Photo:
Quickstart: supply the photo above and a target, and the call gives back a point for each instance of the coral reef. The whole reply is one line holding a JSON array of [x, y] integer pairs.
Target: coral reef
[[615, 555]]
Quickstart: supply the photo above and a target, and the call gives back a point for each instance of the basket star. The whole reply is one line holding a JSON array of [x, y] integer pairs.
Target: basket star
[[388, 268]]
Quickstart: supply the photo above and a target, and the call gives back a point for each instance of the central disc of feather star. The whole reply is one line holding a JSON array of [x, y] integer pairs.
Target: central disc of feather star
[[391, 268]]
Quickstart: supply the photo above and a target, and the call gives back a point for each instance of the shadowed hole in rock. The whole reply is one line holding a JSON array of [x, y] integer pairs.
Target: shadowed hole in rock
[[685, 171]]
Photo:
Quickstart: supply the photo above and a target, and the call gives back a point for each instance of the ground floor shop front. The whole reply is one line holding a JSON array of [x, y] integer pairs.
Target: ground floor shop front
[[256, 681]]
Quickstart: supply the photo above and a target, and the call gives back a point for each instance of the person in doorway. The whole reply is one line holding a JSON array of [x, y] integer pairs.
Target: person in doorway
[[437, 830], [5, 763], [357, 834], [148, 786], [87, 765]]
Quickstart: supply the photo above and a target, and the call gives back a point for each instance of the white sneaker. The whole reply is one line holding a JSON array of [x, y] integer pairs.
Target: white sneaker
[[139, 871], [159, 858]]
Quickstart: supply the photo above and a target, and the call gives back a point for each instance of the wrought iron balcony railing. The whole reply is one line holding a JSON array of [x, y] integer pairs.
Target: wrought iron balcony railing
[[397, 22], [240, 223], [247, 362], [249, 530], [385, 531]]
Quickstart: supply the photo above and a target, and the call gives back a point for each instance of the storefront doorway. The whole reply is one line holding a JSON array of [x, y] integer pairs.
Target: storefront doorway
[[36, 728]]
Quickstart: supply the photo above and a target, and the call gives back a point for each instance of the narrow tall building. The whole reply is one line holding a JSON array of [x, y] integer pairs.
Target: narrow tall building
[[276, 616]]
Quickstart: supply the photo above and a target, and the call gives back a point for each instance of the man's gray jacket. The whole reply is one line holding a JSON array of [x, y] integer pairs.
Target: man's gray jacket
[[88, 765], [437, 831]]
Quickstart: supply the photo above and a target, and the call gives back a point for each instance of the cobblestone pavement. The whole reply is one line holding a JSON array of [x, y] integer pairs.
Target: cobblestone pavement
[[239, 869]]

○ ○ ○ ○ ○

**The task**
Beginning with the very first line of the material, please return exactly each line down to and including the one with "of the central".

**Answer for this exercise**
Photo:
Quickstart: supply the photo above and a target, and the call gives back a point for each instance of the coral reef. The whole reply is one line holding a JSON array of [x, y] integer pairs.
Target: coral reef
[[615, 555]]
Quickstart: supply the photo above and a target, and the call gives back a point for each instance of the basket star. The whole reply is one line holding a JSON array of [x, y] integer pairs.
Target: basket star
[[388, 268]]
Quickstart: supply the photo above and a target, and the call gives back a point for each instance of the central disc of feather star. The whole reply is one line holding a JSON array of [x, y] integer pairs.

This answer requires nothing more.